PARTS OF THE EXERCISE →
**A.** Write out the part of the diabetes blog post that begins at the words "So I've never" and stops after "Type 2 diabetes.".
**B.** Continue the diabetes blog post with what comes after its final sentence.

EXERCISE PASSAGE →
So I've never actually blogged before but I've read so many of them in the last little while that I thought that I would give it a try. Like my profile says, I'm a 30ish, type 1 diabetic female. Surprisingly I have not been a diabetic since childhood.
I had just returned from a friend's wedding in the Okanagan Valley and noticed that I was drinking about 6 - 8 litres of water a day and consequently going to the bathroom every 30 minutes. My mother right away told me to go to the doctor and get checked for diabetes. Everything inside of me rebelled. Diabetes was for old people.
I was about 24 when I was diagnosed with Type 2 diabetes.
I know what you're thinking, "didn't she say that she was type 1?"
Yes I did.
To explain a little, at the time I weighed about 220 ibs. I'm from a tiny little town and my family doctor wasn't exactly familiar with the different types of diabetes. She figured that anyone who was overweight had to be type 2. Of course, little ol' me, thinking that diabetes was only for old people, didn't question. I made up my mind that if I was going to have a chronic illness, then I was going to be the best diabetic the world had ever seen. :-)

MATERIAL PROVIDED →

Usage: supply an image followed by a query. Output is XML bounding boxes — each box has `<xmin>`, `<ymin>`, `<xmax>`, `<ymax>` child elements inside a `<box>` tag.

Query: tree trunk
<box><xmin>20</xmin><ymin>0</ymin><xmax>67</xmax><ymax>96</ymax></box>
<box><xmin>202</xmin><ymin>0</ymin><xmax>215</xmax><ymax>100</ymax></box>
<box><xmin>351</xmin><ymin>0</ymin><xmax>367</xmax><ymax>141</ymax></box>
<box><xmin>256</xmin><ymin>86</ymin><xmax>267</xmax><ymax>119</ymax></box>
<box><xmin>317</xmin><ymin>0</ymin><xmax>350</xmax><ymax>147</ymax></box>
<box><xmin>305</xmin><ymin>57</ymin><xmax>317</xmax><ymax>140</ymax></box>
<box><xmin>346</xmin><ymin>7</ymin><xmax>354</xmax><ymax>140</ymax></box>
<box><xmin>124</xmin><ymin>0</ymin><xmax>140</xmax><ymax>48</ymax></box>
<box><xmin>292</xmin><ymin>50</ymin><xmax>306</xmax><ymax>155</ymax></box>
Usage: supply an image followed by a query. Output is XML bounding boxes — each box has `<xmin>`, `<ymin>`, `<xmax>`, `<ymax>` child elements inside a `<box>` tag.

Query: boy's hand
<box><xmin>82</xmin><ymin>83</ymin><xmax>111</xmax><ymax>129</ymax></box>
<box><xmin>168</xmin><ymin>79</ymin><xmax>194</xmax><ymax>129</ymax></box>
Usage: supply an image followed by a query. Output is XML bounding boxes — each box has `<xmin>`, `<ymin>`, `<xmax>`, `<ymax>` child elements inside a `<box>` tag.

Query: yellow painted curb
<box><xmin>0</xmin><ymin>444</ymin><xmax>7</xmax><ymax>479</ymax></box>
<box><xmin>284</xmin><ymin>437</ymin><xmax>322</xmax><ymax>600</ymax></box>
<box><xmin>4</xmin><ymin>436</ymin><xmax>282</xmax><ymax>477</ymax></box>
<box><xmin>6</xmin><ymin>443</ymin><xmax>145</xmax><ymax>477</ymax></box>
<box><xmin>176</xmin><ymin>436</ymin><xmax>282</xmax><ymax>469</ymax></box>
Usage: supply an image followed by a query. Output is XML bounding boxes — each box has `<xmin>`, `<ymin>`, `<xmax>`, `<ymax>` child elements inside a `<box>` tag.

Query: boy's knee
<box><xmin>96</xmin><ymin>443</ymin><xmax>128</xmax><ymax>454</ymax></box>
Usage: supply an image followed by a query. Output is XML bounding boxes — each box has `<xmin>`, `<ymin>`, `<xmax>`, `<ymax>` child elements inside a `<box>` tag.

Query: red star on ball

ANSWERS FOR THE TASKS →
**A.**
So I've never actually blogged before but I've read so many of them in the last little while that I thought that I would give it a try. Like my profile says, I'm a 30ish, type 1 diabetic female. Surprisingly I have not been a diabetic since childhood.
I had just returned from a friend's wedding in the Okanagan Valley and noticed that I was drinking about 6 - 8 litres of water a day and consequently going to the bathroom every 30 minutes. My mother right away told me to go to the doctor and get checked for diabetes. Everything inside of me rebelled. Diabetes was for old people.
I was about 24 when I was diagnosed with Type 2 diabetes.

**B.**
About three months in, my blood sugars remaining in the high twenties even while on metformin and glyburide and losing 20 ibs mainly due to cutting my carb intake to nil, my doctor finally sent me to an endocrinologist in a larger town. As soon as the endocrinologist saw my sugars, she immediately said that I was definitely a type 1 and ordered a battery of blood tests including an A1C. I also got assigned a dietitian and a diabetic nurse educator that I would see every three months along with my endo. My dietitian put me right onto carbohydrate counting and my nurse put me on prefilled insulin pen injections.
Finding out that I was diabetic was one thing, finding out that I now had to go on insulin injections for the rest of my life was another.
The only thing that I really remember about that day was going out for lunch with my mom and trying to give myself my first insulin shot. Of course it wasn't at a full right angle and hurt like a bitch. Thankfully I figured out pretty quick how to make sure that that didn't happen again.